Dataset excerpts
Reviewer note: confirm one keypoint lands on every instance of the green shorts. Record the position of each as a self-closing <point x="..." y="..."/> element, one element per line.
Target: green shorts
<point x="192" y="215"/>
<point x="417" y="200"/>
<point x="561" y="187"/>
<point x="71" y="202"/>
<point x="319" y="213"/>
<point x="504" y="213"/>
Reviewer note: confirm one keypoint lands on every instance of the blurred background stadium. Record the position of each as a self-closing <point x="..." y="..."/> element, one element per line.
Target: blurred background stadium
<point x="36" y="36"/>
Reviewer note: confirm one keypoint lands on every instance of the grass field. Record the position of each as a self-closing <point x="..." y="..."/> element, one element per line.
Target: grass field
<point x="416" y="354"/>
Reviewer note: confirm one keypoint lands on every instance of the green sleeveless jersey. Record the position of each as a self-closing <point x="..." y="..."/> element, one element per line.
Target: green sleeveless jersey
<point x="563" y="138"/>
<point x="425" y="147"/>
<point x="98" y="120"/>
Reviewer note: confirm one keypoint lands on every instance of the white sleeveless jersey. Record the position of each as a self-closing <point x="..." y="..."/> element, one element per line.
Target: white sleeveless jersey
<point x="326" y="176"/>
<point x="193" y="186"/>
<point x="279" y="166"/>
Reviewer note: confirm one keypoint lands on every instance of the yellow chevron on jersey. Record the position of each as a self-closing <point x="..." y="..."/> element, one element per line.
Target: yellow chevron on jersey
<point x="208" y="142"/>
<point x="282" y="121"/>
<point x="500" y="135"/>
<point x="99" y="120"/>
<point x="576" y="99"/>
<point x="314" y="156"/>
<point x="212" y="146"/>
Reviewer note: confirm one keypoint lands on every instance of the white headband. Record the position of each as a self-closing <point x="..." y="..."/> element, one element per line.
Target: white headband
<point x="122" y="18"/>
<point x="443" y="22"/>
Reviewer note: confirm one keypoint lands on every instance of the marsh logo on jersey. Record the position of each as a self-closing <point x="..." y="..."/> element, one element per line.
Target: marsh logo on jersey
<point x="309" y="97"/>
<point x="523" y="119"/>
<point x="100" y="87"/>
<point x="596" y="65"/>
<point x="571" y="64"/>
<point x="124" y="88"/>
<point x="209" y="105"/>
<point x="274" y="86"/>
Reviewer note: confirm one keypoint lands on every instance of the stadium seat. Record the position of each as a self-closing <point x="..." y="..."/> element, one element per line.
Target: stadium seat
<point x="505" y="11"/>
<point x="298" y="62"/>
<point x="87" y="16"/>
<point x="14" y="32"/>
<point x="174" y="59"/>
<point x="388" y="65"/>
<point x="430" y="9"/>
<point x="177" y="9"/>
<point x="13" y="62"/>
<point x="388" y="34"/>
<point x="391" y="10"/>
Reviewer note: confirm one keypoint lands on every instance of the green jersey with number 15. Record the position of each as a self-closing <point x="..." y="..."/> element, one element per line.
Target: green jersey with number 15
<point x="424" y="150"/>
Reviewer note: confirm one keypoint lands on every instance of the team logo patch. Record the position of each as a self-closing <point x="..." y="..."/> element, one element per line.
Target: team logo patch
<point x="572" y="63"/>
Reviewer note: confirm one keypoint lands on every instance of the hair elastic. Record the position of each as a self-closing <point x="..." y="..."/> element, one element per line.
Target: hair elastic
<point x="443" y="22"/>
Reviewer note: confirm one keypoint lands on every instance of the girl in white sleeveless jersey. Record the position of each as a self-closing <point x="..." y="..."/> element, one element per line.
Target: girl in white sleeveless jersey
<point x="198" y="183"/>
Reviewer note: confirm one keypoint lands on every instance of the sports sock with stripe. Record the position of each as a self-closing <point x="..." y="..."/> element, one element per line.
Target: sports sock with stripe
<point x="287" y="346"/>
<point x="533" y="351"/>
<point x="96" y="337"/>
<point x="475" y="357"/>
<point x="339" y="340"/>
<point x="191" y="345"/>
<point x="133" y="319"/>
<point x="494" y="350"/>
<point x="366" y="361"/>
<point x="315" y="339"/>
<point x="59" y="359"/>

▸ **Exercise directions**
Set down every record above, word for word.

▸ **Exercise answer**
Reviewer note: confirm one keypoint lands on every instance of the green shorts. Record the position of each as a self-closing <point x="..." y="..."/> element, one element per line.
Target: green shorts
<point x="192" y="215"/>
<point x="417" y="200"/>
<point x="561" y="187"/>
<point x="71" y="202"/>
<point x="319" y="213"/>
<point x="504" y="213"/>
Reviewer note: confirm one keypoint lands on every instance of the blurred background stadium. Record the position of each as a self-closing <point x="..." y="..."/> element, one element per line.
Target: blurred background stadium
<point x="36" y="36"/>
Reviewer note: confirm one keypoint lands on every instance of the grass field. Record the position of each as a self-closing <point x="..." y="..."/> element, one element per line.
Target: grass field
<point x="416" y="354"/>
Reviewer note: confirm one keypoint lands on every instance of the green sleeveless jersey. Record the position of each as a self-closing <point x="..." y="..."/> element, one element per line.
Target: green sleeveless jersey
<point x="563" y="138"/>
<point x="425" y="147"/>
<point x="98" y="120"/>
Reviewer note: confirm one keypoint lands on every instance of the white sleeveless jersey. Record the position of each as a self-closing <point x="..." y="..."/> element, one element per line.
Target: white sleeveless jersey
<point x="326" y="176"/>
<point x="193" y="186"/>
<point x="279" y="166"/>
Reviewer note: confirm one keypoint lands on every instance of the yellow chevron on jersey. Record the position of each as a self-closing <point x="..." y="..."/> element, one element per line.
Target: yellow chevron on jersey
<point x="208" y="142"/>
<point x="282" y="121"/>
<point x="500" y="135"/>
<point x="99" y="120"/>
<point x="576" y="99"/>
<point x="314" y="156"/>
<point x="212" y="146"/>
Reviewer note: confirm one keypoint lands on every instance of the white headband. Record the position of each as a self-closing <point x="..." y="..."/> element, one element per line.
Target: white headband
<point x="122" y="18"/>
<point x="443" y="22"/>
Reviewer note: confirm one keypoint lands on every instance of the marsh logo on jersey. Record the position of each as a self-closing <point x="..." y="..."/> element, one element per line.
Target: marsh logo on jersey
<point x="309" y="97"/>
<point x="523" y="119"/>
<point x="100" y="87"/>
<point x="596" y="65"/>
<point x="571" y="64"/>
<point x="124" y="88"/>
<point x="209" y="105"/>
<point x="274" y="86"/>
Reviewer note: confirm one keypoint lands on every instance of the stadium seat. Record the position of each as a self-closing <point x="..." y="..."/> element, one element per line.
Target: stadium seat
<point x="505" y="11"/>
<point x="298" y="62"/>
<point x="87" y="16"/>
<point x="14" y="32"/>
<point x="174" y="59"/>
<point x="388" y="65"/>
<point x="430" y="9"/>
<point x="177" y="9"/>
<point x="13" y="62"/>
<point x="388" y="34"/>
<point x="391" y="10"/>
Reviewer note: confirm one keypoint lands on every instance of the green jersey with number 15. Record the position of each as a self-closing <point x="..." y="..."/> element, one element per line.
Target: green jersey with number 15
<point x="424" y="150"/>
Reviewer note: confirm one keypoint lands on every instance of the team logo patch. Record the position of each as a self-closing <point x="..." y="..."/> element, one element per line.
Target: team logo patch
<point x="572" y="63"/>
Reviewer note: confirm one keypoint lands on every instance of the hair elastic. Record the position of each as a self-closing <point x="..." y="..."/> element, one element per line.
Target: hair elastic
<point x="443" y="22"/>
Reviewer note: confirm one keypoint lands on every instance of the girl in white sleeveless jersey. Record the position of each as a self-closing <point x="..." y="..."/> element, one element per line.
Target: girl in white sleeveless jersey
<point x="198" y="183"/>
Reviewer note: confirm one keypoint lands on every instance of the sports sock with stripe. Record the position of each as a self-closing <point x="..." y="..."/> element, one element per line.
Target: sports sock with stripe
<point x="287" y="346"/>
<point x="533" y="351"/>
<point x="96" y="337"/>
<point x="475" y="357"/>
<point x="339" y="340"/>
<point x="191" y="345"/>
<point x="133" y="319"/>
<point x="494" y="350"/>
<point x="366" y="361"/>
<point x="315" y="339"/>
<point x="59" y="359"/>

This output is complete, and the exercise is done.